## PAGE EXCERPT

Lol, thanks. They're pretty though.


Sent from my iPad using Tapatalk HD


----------



## JJ09 (Sep 11, 2014)

I have cherry barbs with other fish, they don't bother anyone. Even were fine with my prior betta, he didn't bother them. They nibble on algae sometimes, I've never seen them tear up plants.


----------



## Fireweed farm (Apr 3, 2015)

Denison barbs are great in a large tank even with embers and neons, but something is eating the new growth on my Ranunculus and pretty surenitbisnt the tetras- probably the denisons.


----------



## RWaters (Nov 12, 2003)

RWaters said:


> I've never had aproblem with Black Ruby Barbs, Cherry Barbs or even Gold Barbs in a community tank.


At the end of the day, the best, most readily available barbs are the ones I mentioned:
- black ruby barbs
- cherry barbs 
- gold barbs

So tell us, miogpsrocks. Have you made a decision?


----------



## sevendust111 (Jul 15, 2014)

I have albino cherry barbs which look very cool, but the males can get aggressive. I had 6, but 3 died, which has increased their aggression. I want more but am having trouble sourcing them locally. They mostly nip each other but they occasionally go after my neons and Cardinals. I would definitely get a minimum of six and I would get a two to one female to male ratio with cherry barbs or albino cherry barbs.


----------



## miogpsrocks (Sep 3, 2015)

RWaters said:


> At the end of the day, the best, most readily available barbs are the ones I mentioned:
> - black ruby barbs
> - cherry barbs
> - gold barbs
> ...


Maybe Cherry barbs. I need to get some things sorted out in my tank before I can add anymore fish. I am also limited by the selection of what my local petstores feel like ordering. 

When my tank issues are revolved, I think I will look for some cherry barbs since they have nice color and appear to be peaceful.

## EXCERPTED RECORDS
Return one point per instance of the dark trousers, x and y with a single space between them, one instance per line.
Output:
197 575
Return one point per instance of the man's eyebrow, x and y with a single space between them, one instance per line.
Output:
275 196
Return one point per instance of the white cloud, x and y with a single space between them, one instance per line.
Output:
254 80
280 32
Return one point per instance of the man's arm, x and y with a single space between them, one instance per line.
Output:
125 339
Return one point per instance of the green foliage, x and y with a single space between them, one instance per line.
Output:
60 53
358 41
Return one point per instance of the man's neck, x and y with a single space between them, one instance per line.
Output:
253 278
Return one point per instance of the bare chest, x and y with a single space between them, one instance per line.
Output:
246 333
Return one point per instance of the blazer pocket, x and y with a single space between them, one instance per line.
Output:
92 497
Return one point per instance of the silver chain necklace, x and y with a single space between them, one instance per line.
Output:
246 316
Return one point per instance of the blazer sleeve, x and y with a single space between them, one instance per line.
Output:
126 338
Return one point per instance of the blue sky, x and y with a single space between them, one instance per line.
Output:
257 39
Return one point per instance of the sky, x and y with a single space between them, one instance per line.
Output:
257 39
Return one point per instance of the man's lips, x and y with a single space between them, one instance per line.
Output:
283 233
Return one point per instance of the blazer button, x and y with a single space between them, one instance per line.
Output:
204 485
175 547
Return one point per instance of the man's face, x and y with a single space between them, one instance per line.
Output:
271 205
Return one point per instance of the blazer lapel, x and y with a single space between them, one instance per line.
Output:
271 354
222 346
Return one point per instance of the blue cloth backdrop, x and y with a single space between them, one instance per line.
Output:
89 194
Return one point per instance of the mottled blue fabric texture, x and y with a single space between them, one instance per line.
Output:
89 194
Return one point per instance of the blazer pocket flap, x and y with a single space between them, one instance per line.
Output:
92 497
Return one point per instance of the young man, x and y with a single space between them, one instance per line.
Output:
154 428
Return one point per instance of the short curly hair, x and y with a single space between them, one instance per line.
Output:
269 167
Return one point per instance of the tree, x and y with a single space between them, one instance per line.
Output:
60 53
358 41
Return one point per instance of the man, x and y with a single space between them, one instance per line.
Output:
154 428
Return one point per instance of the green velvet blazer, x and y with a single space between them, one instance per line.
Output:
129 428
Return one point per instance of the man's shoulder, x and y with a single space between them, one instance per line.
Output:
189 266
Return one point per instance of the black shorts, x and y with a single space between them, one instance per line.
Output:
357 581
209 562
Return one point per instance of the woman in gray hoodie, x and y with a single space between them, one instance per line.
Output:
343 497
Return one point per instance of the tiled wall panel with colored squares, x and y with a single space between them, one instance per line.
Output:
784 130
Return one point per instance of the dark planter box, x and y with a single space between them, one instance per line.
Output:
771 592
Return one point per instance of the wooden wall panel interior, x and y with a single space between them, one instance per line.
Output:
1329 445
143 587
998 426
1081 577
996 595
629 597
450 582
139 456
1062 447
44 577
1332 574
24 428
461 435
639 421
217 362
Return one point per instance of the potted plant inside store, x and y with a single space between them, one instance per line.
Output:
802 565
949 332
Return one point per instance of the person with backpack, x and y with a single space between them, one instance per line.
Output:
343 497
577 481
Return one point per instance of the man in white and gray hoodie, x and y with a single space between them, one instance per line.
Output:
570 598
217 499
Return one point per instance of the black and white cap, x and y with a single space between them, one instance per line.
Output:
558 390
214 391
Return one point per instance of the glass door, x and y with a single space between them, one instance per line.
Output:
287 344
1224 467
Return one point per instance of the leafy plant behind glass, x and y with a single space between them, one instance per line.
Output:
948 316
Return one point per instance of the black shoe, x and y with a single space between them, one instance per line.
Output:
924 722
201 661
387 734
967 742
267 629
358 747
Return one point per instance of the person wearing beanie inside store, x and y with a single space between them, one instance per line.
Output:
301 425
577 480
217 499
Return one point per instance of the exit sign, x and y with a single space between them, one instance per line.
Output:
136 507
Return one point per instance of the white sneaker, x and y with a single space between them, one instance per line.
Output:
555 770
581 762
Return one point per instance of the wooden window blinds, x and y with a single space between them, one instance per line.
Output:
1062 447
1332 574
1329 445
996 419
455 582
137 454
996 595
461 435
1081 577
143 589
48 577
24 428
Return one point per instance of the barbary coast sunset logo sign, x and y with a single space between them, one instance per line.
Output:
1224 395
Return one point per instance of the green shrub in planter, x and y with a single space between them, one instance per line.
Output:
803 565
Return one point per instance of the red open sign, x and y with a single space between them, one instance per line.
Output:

## PROBLEMS TO WORK ON
[1] Return the whole forum thread about barbs word for word, with nothing changed.
[2] Count how many lines of the listing contain the string "panel", and reply with only that number.

## RESPONSES
[1]
Lol, thanks. They're pretty though.


Sent from my iPad using Tapatalk HD


----------



## JJ09 (Sep 11, 2014)

I have cherry barbs with other fish, they don't bother anyone. Even were fine with my prior betta, he didn't bother them. They nibble on algae sometimes, I've never seen them tear up plants.


----------



## Fireweed farm (Apr 3, 2015)

Denison barbs are great in a large tank even with embers and neons, but something is eating the new growth on my Ranunculus and pretty surenitbisnt the tetras- probably the denisons.


----------



## RWaters (Nov 12, 2003)

RWaters said:


> I've never had aproblem with Black Ruby Barbs, Cherry Barbs or even Gold Barbs in a community tank.


At the end of the day, the best, most readily available barbs are the ones I mentioned:
- black ruby barbs
- cherry barbs 
- gold barbs

So tell us, miogpsrocks. Have you made a decision?


----------



## sevendust111 (Jul 15, 2014)

I have albino cherry barbs which look very cool, but the males can get aggressive. I had 6, but 3 died, which has increased their aggression. I want more but am having trouble sourcing them locally. They mostly nip each other but they occasionally go after my neons and Cardinals. I would definitely get a minimum of six and I would get a two to one female to male ratio with cherry barbs or albino cherry barbs.


----------



## miogpsrocks (Sep 3, 2015)

RWaters said:


> At the end of the day, the best, most readily available barbs are the ones I mentioned:
> - black ruby barbs
> - cherry barbs
> - gold barbs
> ...


Maybe Cherry barbs. I need to get some things sorted out in my tank before I can add anymore fish. I am also limited by the selection of what my local petstores feel like ordering. 

When my tank issues are revolved, I think I will look for some cherry barbs since they have nice color and appear to be peaceful.

[2] 2